■ Aim of the exercise ■
Restate all data exactly. No images.

-- Extracted material follows --

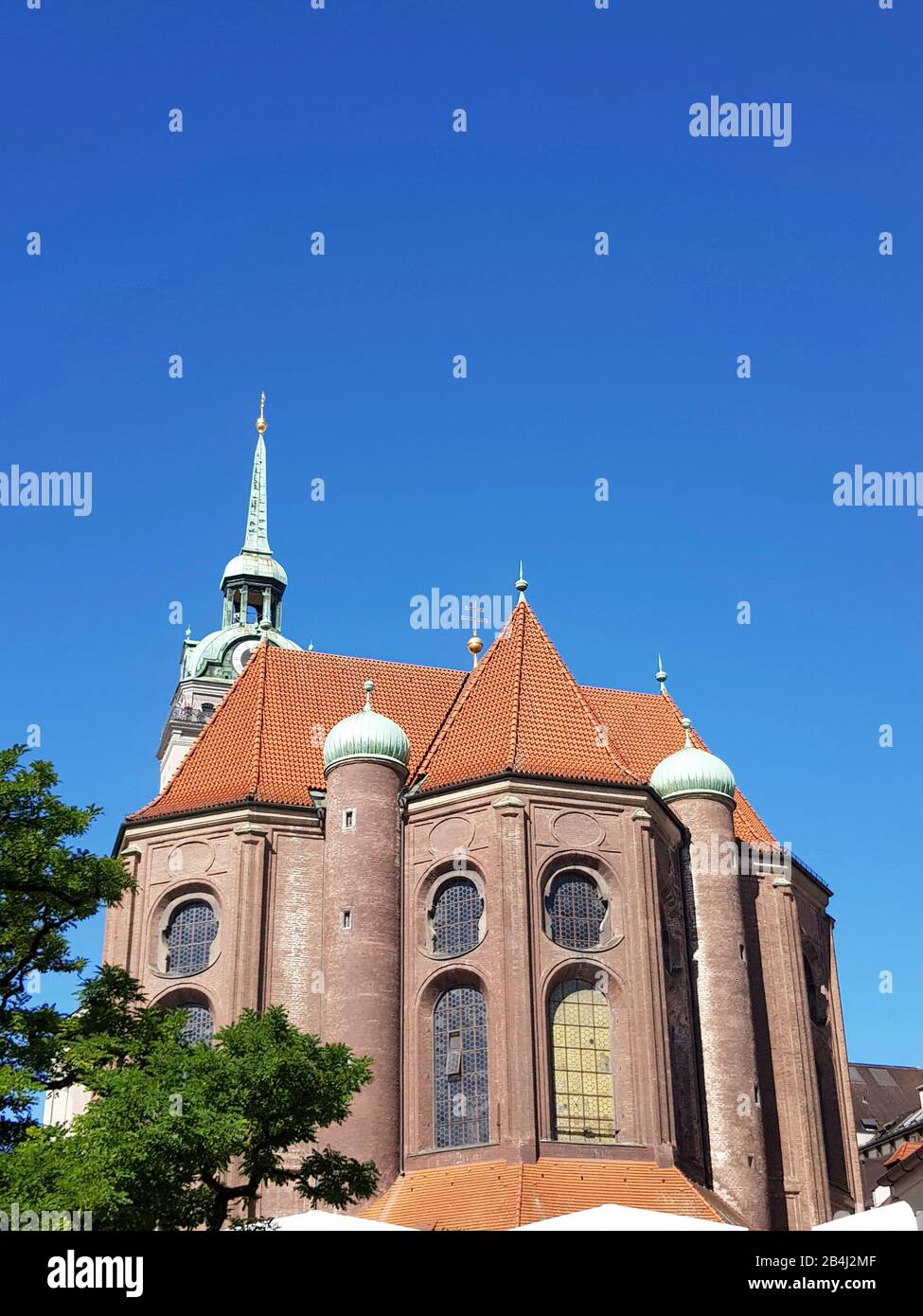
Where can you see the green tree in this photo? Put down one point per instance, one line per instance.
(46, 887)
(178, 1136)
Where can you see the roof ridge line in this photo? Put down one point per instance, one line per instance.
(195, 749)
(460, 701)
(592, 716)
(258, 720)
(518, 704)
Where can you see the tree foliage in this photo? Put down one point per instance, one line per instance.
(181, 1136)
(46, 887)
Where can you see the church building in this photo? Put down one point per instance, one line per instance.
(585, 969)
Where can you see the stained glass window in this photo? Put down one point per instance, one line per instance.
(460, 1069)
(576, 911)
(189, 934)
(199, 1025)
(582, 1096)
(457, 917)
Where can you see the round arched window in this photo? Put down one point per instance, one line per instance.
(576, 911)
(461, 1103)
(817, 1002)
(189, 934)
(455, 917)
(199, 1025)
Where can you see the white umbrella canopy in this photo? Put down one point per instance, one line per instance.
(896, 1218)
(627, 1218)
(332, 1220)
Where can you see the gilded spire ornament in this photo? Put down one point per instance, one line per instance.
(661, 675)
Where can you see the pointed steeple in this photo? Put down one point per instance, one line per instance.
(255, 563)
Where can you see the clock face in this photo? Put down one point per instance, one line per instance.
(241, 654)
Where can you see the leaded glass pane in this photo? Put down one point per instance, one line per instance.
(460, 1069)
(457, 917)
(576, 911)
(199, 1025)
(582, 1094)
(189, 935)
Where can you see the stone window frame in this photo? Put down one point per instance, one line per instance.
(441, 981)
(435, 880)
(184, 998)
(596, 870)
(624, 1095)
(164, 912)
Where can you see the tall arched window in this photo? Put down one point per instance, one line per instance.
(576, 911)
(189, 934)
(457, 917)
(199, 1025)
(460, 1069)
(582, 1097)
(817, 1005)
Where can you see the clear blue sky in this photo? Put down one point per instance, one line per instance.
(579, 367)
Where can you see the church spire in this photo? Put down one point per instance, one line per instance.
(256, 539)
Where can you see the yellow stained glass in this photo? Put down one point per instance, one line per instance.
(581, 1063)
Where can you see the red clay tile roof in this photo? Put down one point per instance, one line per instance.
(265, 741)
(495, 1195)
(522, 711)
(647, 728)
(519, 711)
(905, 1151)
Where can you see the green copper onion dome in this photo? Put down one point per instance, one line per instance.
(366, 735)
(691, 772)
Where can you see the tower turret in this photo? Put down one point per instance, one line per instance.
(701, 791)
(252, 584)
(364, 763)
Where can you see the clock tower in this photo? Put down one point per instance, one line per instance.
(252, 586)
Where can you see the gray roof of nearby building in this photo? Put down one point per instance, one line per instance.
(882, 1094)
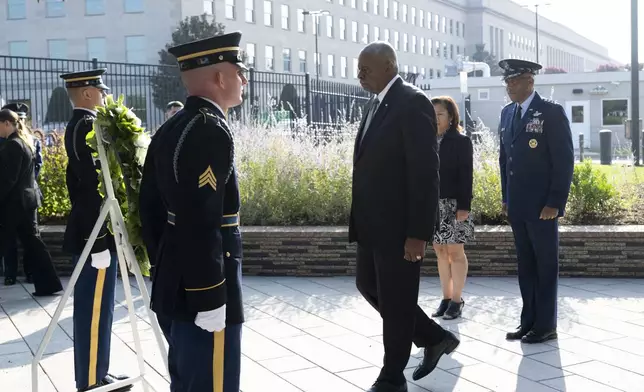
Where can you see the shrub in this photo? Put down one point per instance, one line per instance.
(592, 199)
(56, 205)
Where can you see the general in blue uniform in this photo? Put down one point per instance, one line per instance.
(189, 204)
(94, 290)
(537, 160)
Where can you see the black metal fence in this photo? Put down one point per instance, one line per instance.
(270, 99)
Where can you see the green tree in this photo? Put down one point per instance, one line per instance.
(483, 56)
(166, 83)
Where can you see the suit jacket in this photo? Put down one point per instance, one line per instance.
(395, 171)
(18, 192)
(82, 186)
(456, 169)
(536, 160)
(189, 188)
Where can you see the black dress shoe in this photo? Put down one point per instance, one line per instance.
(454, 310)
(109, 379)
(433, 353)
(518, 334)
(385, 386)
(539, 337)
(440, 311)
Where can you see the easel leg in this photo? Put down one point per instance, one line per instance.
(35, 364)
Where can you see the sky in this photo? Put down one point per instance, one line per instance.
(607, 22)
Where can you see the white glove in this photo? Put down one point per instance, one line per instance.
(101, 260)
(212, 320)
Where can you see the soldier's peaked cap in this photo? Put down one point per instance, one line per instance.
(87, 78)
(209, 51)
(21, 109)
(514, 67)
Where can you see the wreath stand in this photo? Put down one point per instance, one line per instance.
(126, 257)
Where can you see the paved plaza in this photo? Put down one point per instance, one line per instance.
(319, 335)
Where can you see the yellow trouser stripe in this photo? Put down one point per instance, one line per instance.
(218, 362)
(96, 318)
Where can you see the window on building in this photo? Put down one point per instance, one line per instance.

-- Extracted material concluded --

■ Answer to this problem ■
Where can you see the green tree in this photo? Put down one point per instance, one line per instance.
(46, 887)
(178, 1136)
Where can you see the roof ridge line in this photo? Put down one point per instance, one line per instance.
(195, 749)
(460, 701)
(592, 716)
(258, 720)
(518, 704)
Where can you see the tree foliage in this photo? Put down one point per instance, one line per instance.
(181, 1136)
(46, 887)
Where can you see the church building in this photo? Put down one point per instance, one line per instance.
(585, 969)
Where can you see the stained glass window in this photo? Put down one point per instance, one line per instance.
(460, 1069)
(576, 911)
(189, 934)
(199, 1025)
(582, 1096)
(457, 917)
Where can you see the round arched window in this photo? Put down one point per instance, one line per instance.
(576, 911)
(461, 1103)
(817, 1002)
(189, 934)
(455, 917)
(199, 1025)
Where can you see the white umbrella canopy in this photo? Put down one point per instance, one line per instance.
(896, 1218)
(627, 1218)
(332, 1220)
Where can you see the gilded spire ornament in this photo? Put down one point per instance, one line per instance.
(661, 675)
Where can you see the pointed steeple in this photo? Put down one point per instance, one line per instance.
(255, 563)
Where can you see the clock face in this photo? Put down one point per instance, one line per instance.
(241, 654)
Where can you see the leaded glass pane in this photo? Put down one point per instance, one line per instance.
(460, 1069)
(457, 917)
(576, 911)
(199, 1025)
(582, 1094)
(189, 935)
Where can you see the stone window frame in this photo? Put down one point per instance, one line per instance.
(441, 981)
(435, 880)
(184, 998)
(596, 870)
(624, 1095)
(164, 912)
Where can you see the tall arched window in this photo? Put down one point per instance, one line per instance.
(576, 911)
(189, 934)
(457, 917)
(199, 1025)
(460, 1069)
(582, 1097)
(817, 1005)
Where can you see the clear blue sky in this photo? Put down one point per instance, one line per instance.
(579, 367)
Where can you see the church spire in this photo? Put down one point per instance, one line per instance.
(256, 539)
Where can you see the yellow stained glass in this photo? Put down one point per instance, one line per instance.
(581, 1063)
Where can you see the red clay tile roof in this photo? Put down one point per instance, one line per instance.
(265, 741)
(495, 1195)
(522, 711)
(647, 728)
(519, 711)
(905, 1151)
Where can you see the green copper onion dome in this photo? Put down one point per instance, one line per instance.
(366, 735)
(691, 772)
Where can you see the tower turret in this photo? Put down one point per instance, one line per instance.
(701, 791)
(252, 584)
(364, 763)
Where can you see the clock tower in this photo? Put down one point per instance, one line per instance.
(252, 586)
Where can you see the gray roof of nearby building in this photo? Put down one point per instance, one line per instance.
(882, 1094)
Where can you see the shrub in this photo? Put down one point per instance, one line per instance.
(592, 199)
(56, 205)
Where can you see the general in blue uniform in this photo? Put down one point per instance, one line per instance.
(189, 204)
(94, 290)
(537, 160)
Where can you see the black metal fence in this photo? Put down one point per instance, one line per instance.
(270, 99)
Where can you see the green tree in this photo? Put down one point per instance, one line per instance.
(483, 56)
(166, 83)
Where can you see the suit jacket in this photo? Put down one point per instance, one line per instance.
(395, 171)
(18, 192)
(82, 186)
(456, 169)
(536, 160)
(189, 188)
Where can you see the black dress shoe in this photo? Put down one point per instance, one line per instance.
(454, 310)
(109, 379)
(433, 353)
(518, 334)
(385, 386)
(539, 337)
(440, 311)
Where can you see the easel leg in this photo? Put down one point per instance, one line per instance.
(35, 364)
Where can you see the sky in this photo? Put down one point per instance, one line per instance.
(607, 22)
Where can you see the white glove in this photo? Put down one point per instance, one line per instance.
(101, 260)
(212, 320)
Where can you see the soldier's peaked cap in this photo? Put down one point per instance, one line per instance.
(87, 78)
(209, 51)
(21, 109)
(514, 67)
Where can you see the wreath stand in this photo? Put down one point per instance, one line per instance.
(126, 257)
Where can you see the paved plaza in this photo? Put down one point per instance, one line per instance.
(319, 335)
Where can you see the yellow trouser stripe in this photo? Put down one point per instance, one line per instance.
(218, 362)
(96, 318)
Where can you see the window on building in this photo? Put down one point per instance, one line per instance.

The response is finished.